* _Trecho selecionado_
Estudos do Ipea servem de base técnica para as ações do governo federal

O Instituto de Pesquisa Econômica Aplicada é uma fundação pública federal vinculada à Secretaria de Assuntos Estratégicos da Presidência da República. Ele exerce atividades de pesquisas que servem de base técnica para as ações do governo em planejamentos de políticas públicas, programas sociais e de desenvolvimento. Os dados e informações do Ipea são disponibilizados através de publicações, seminários e programas de tevê fechada.

O Ipea visa difundir o conhecimento a auxiliar no desenvolvimento brasileiro sob vários aspectos da conjuntura do país. Tem como desafio formular uma estratégia de desenvolvimento nacional, além de se integrar no governo federal, no debate internacional sobre o tema de desenvolvimento, e gerenciar todo o conhecimento gerado.

O instituto dispõe do Ipeadata, uma base de dados macroeconômicos, financeiros e regionais. Essas informações são de acesso gratuito e têm como base o histórico das alterações de valor e nome da moeda nacional do Brasil. Aborda também temas sobre população, emprego, renda, produtividade do país, consumo e ritmo de vendas, além de balanços da economia.

Especialistas citam erros

Especialistas apontam uma série de problemas no levantamento do Ipea, que não refletiria, necessariamente, o pensamento do brasileiro médio. A entrevista foi dada ao portal R7. Para o economista Adolfo Sachsida, que já trabalhou em estudos como esse para o Ipea, o mais grave dos problemas é a amostra da pesquisa. O instituto ouviu 3.810 pessoas em todo o Brasil, 66,5% dessas são mulheres, 15% a mais do que a proporção de mulheres na população geral. O economista Marcos Fernandes, da Fundação Getulio Vargas, questiona a formulação de boa parte das perguntas da pesquisa. Para ele, o levantamento tem valor ao estudar a percepção da violência, mas não tem valor científico. É um erro aferir a opinião das pessoas usando ditos populares como "a roupa suja deve ser lavada em casa", afirmação com a qual 89% dos entrevistados concordaram e "em briga de marido e mulher não se mete a colher", com 82% de aprovação entre os ouvidos pelo Ipea.

* _Seção de dados_
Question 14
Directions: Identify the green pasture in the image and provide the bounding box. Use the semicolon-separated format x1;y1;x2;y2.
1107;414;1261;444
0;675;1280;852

* _Problema proposto A_
Responda, com base no texto sobre o Ipea:
(i) A qual órgão o instituto é vinculado?
(ii) Quantas pessoas o instituto ouviu em todo o Brasil no levantamento criticado?
(iii) Que percentual dos entrevistados concordou com a frase "a roupa suja deve ser lavada em casa"?
* _Problema proposto B_
Retome o texto sobre o Ipea e dê continuidade a ele a partir da última frase apresentada.

* _Resposta redigida A_
(i) À Secretaria de Assuntos Estratégicos da Presidência da República.
(ii) 3.810 pessoas.
(iii) 89%.

* _Resposta redigida B_
Durante uma semana, as ruas do país e as redes sociais foram tomadas por uma gente indignada com o machismo do brasileiro expresso em uma pesquisa divulgada dia 26 de março pelo Instituto de Pesquisa Econômica Aplicada (Ipea). Pela consulta popular, 65% da população concordavam que "mulheres que usam roupas que mostram o corpo merecem ser atacadas". Houve protestos e a presidente Dilma Roussef chegou a dizer que o país tem "muito o que avançar no combate à violência contra a mulher". Ontem, o Ipea disse que errou. O porcentual correto é 26%.

INFOGRÁFICO: Confira o resultado correto da pesquisa do Ipea

Em razão da pesquisa, a jornalista Nana Queiroz, de Brasília, lançou um protesto chamado "Eu não mereço ser estuprada", que se espalhou pelas redes sociais, com fotos de homens e mulheres reproduzindo a frase em fotos pessoais. Pelo Twitter, ela disse ter sido ameaçada de estupro devido à repercussão da campanha e recebeu a solidariedade de Dilma. A ministra da Secretaria de Políticas para as Mulheres, Eleonora Menicucci, também aderiu à campanha e publicou foto com os dizeres "As mulheres não merecem ser estupradas".

A repercussão da pesquisa foi tão intensa que até mesmo a presidente Dilma Rousseff pronunciou-se sobre o tema e demonstrou solidariedade à jornalista Nana Queiroz. O diretor de Estudos e Políticas Sociais do instituto, Rafael Guerreiro Osório, pediu sua exoneração assim que o erro foi detectado. Na verdade, o Ipea cometeu duas falhas na divulgação da pesquisa.

"Vimos a público pedir desculpas e corrigir dois erros nos resultados de nossa pesquisa ‘Tolerância social à violência contra as mulheres’, divulgada em 27/03/2014. O erro relevante foi causado pela troca dos gráficos relativos aos percentuais das respostas às frases "Mulher que é agredida e continua com o parceiro gosta de apanhar" e "Mulheres que usam roupas que mostram o corpo merecem ser atacadas", admitiu o órgão, que é vinculado à Secretaria de Assuntos Estratégicos da Presidência da República.

Segundo o Ipea, a pesquisa ouviu 3.810 pessoas entre maio e junho do ano passado em 212 cidades. Do total de entrevistados, 66,5% são mulheres. Na verdade, 58,4% dos brasileiros ouvidos afirmaram discordar totalmente da afirmação "mulheres que usam roupas que mostram o corpo merecem ser atacadas". Fatia de 13,2% disse concordar totalmente e parcela de 12,8% disse concordar parcialmente.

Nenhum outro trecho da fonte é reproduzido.